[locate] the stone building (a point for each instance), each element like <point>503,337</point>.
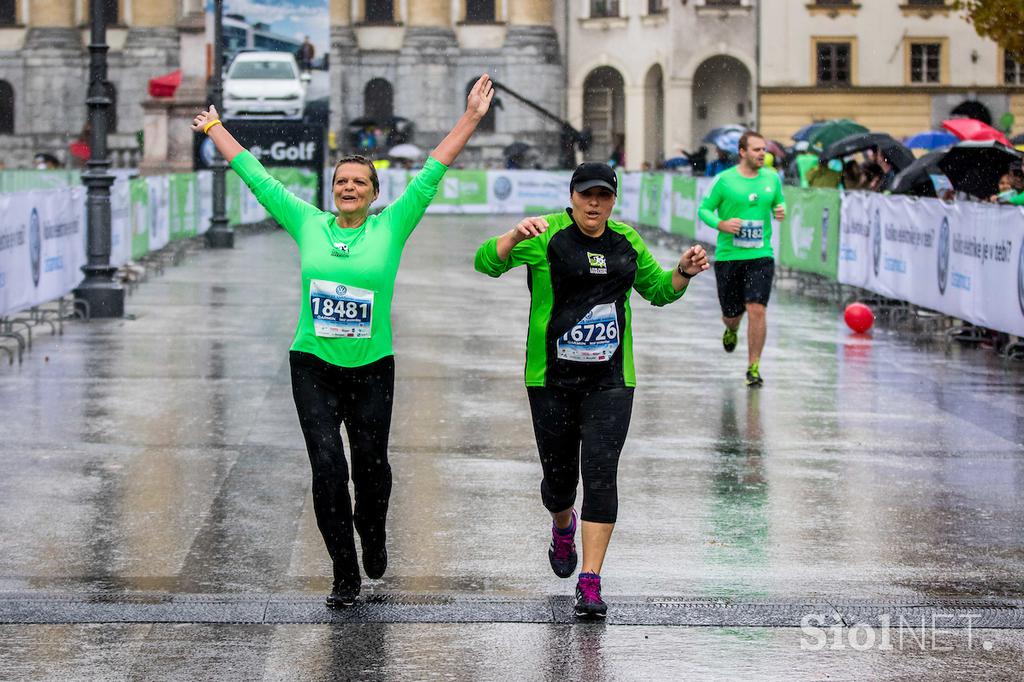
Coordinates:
<point>652,77</point>
<point>411,58</point>
<point>899,68</point>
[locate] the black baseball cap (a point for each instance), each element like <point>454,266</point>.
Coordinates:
<point>594,175</point>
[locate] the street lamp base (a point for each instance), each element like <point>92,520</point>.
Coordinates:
<point>220,239</point>
<point>105,299</point>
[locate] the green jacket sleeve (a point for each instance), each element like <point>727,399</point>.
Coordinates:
<point>285,207</point>
<point>406,212</point>
<point>486,259</point>
<point>709,206</point>
<point>653,283</point>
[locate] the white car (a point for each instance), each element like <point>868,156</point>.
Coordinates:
<point>265,85</point>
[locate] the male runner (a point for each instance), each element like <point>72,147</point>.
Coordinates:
<point>740,205</point>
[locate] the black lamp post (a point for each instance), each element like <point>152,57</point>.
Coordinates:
<point>104,295</point>
<point>220,236</point>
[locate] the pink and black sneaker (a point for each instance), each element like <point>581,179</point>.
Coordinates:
<point>589,603</point>
<point>561,554</point>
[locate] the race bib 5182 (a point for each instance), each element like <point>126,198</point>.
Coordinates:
<point>340,311</point>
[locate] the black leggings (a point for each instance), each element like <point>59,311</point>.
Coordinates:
<point>581,430</point>
<point>326,395</point>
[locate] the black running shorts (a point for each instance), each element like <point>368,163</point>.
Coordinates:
<point>741,282</point>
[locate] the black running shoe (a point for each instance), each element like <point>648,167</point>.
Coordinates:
<point>342,596</point>
<point>589,603</point>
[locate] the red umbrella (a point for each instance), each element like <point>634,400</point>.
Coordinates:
<point>974,129</point>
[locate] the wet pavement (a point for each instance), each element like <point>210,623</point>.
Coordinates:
<point>156,491</point>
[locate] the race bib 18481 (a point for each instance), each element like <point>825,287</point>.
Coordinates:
<point>340,311</point>
<point>593,339</point>
<point>752,235</point>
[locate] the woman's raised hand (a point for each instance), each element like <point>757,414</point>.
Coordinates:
<point>479,97</point>
<point>205,117</point>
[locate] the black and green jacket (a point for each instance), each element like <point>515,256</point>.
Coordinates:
<point>569,274</point>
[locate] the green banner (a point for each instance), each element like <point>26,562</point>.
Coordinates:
<point>463,186</point>
<point>139,193</point>
<point>684,207</point>
<point>809,236</point>
<point>650,200</point>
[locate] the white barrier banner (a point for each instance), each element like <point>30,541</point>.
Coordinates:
<point>160,226</point>
<point>42,246</point>
<point>121,227</point>
<point>962,259</point>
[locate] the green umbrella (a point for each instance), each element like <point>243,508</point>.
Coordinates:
<point>833,131</point>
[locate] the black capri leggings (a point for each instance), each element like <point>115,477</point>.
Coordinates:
<point>326,395</point>
<point>581,430</point>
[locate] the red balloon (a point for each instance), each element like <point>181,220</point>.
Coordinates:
<point>858,317</point>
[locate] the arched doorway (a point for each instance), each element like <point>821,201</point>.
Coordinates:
<point>604,113</point>
<point>378,100</point>
<point>653,124</point>
<point>721,95</point>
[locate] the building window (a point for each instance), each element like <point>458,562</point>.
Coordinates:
<point>6,109</point>
<point>110,9</point>
<point>378,101</point>
<point>1013,71</point>
<point>604,7</point>
<point>834,64</point>
<point>486,124</point>
<point>380,11</point>
<point>480,11</point>
<point>926,62</point>
<point>7,12</point>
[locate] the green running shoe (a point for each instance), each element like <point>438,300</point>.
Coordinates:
<point>729,340</point>
<point>754,379</point>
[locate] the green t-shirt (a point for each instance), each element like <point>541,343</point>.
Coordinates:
<point>347,272</point>
<point>751,200</point>
<point>580,314</point>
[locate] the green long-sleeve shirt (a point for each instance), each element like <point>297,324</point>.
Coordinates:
<point>580,316</point>
<point>751,200</point>
<point>347,272</point>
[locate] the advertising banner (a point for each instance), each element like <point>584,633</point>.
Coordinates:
<point>809,236</point>
<point>42,246</point>
<point>962,259</point>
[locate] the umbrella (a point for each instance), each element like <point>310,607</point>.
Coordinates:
<point>407,151</point>
<point>973,129</point>
<point>931,139</point>
<point>725,137</point>
<point>833,131</point>
<point>915,179</point>
<point>976,167</point>
<point>806,131</point>
<point>857,142</point>
<point>898,156</point>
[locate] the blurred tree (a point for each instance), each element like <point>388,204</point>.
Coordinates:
<point>997,19</point>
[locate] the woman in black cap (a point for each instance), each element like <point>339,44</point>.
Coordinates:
<point>580,374</point>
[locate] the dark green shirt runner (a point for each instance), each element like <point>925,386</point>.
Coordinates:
<point>347,273</point>
<point>751,200</point>
<point>580,317</point>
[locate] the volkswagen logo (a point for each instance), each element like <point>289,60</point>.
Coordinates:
<point>943,249</point>
<point>35,246</point>
<point>877,242</point>
<point>503,187</point>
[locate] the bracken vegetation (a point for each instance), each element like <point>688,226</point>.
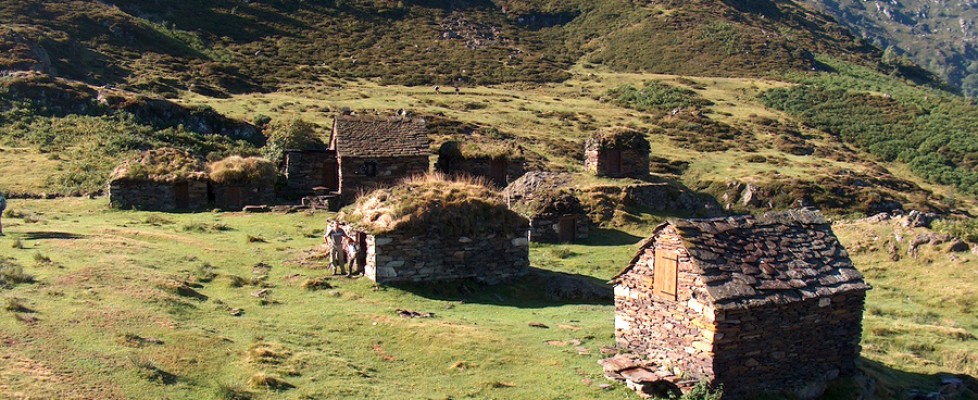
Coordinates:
<point>932,131</point>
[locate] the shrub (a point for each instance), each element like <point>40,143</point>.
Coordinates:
<point>12,273</point>
<point>966,229</point>
<point>655,96</point>
<point>262,380</point>
<point>294,134</point>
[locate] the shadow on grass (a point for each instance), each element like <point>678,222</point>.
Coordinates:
<point>537,289</point>
<point>892,383</point>
<point>611,237</point>
<point>46,235</point>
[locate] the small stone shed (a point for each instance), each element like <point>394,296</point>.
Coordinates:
<point>498,163</point>
<point>376,151</point>
<point>617,153</point>
<point>555,213</point>
<point>306,170</point>
<point>237,182</point>
<point>767,303</point>
<point>431,229</point>
<point>160,180</point>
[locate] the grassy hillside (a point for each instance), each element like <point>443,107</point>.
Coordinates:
<point>137,305</point>
<point>227,46</point>
<point>937,35</point>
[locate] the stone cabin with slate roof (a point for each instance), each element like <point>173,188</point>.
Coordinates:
<point>756,304</point>
<point>377,151</point>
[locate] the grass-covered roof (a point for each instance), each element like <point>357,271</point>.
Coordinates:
<point>434,205</point>
<point>481,148</point>
<point>236,170</point>
<point>161,165</point>
<point>619,137</point>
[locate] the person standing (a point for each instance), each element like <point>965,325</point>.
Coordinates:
<point>334,238</point>
<point>3,206</point>
<point>352,250</point>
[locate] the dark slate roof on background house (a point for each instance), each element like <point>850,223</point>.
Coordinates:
<point>376,136</point>
<point>778,257</point>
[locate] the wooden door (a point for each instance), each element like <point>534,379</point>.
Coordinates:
<point>331,175</point>
<point>614,162</point>
<point>567,228</point>
<point>362,251</point>
<point>182,193</point>
<point>666,274</point>
<point>497,172</point>
<point>232,198</point>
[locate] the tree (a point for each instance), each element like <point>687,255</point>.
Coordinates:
<point>293,134</point>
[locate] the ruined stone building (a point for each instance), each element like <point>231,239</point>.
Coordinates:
<point>376,151</point>
<point>617,153</point>
<point>160,180</point>
<point>237,182</point>
<point>432,229</point>
<point>498,164</point>
<point>751,303</point>
<point>555,213</point>
<point>307,170</point>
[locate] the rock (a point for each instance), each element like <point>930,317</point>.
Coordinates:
<point>414,314</point>
<point>958,246</point>
<point>917,219</point>
<point>562,287</point>
<point>750,197</point>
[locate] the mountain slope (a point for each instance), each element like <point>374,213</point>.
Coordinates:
<point>226,46</point>
<point>939,35</point>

◇ ◇ ◇ ◇ ◇ ◇ ◇

• [THE REQUEST]
Rewrite the material from the line containing "[locate] the black and" through the line containing "<point>580,314</point>", both included, as a numbered list. Leave out any blank lines.

• [SOLUTION TO THIS TASK]
1. [locate] the black and green jacket (a point for each instance), each element like <point>515,256</point>.
2. Coordinates:
3. <point>569,274</point>
4. [locate] the green banner (a point for each instance), each element like <point>26,562</point>.
5. Coordinates:
6. <point>463,186</point>
7. <point>139,193</point>
8. <point>684,207</point>
9. <point>809,236</point>
10. <point>650,200</point>
11. [locate] the white barrier banner (a point for each instance), each element like <point>30,541</point>.
12. Coordinates:
13. <point>160,226</point>
14. <point>42,246</point>
15. <point>121,227</point>
16. <point>962,259</point>
17. [locate] the green umbrella (a point for each instance), each element like <point>243,508</point>.
18. Coordinates:
19. <point>833,131</point>
20. [locate] the black capri leggings (a point for each instance), each element like <point>115,477</point>.
21. Coordinates:
22. <point>326,395</point>
23. <point>581,430</point>
24. [locate] the red balloon (a point for each instance), each element like <point>181,220</point>.
25. Coordinates:
26. <point>858,317</point>
27. [locate] the arched doorway (a point for each instance), each element like <point>821,201</point>.
28. Coordinates:
29. <point>604,113</point>
30. <point>378,100</point>
31. <point>653,124</point>
32. <point>721,95</point>
33. [locate] the building window (a point for each instance), each element like <point>458,562</point>.
34. Coordinates:
35. <point>6,109</point>
36. <point>110,9</point>
37. <point>378,101</point>
38. <point>1013,71</point>
39. <point>604,7</point>
40. <point>834,64</point>
41. <point>486,124</point>
42. <point>380,11</point>
43. <point>480,11</point>
44. <point>926,62</point>
45. <point>7,12</point>
46. [locate] the green running shoe (a point for each instance), each element like <point>438,300</point>.
47. Coordinates:
48. <point>729,340</point>
49. <point>754,379</point>
50. [locate] the green t-shirt (a point for each instance), each element like <point>541,343</point>.
51. Coordinates:
52. <point>347,272</point>
53. <point>751,200</point>
54. <point>580,314</point>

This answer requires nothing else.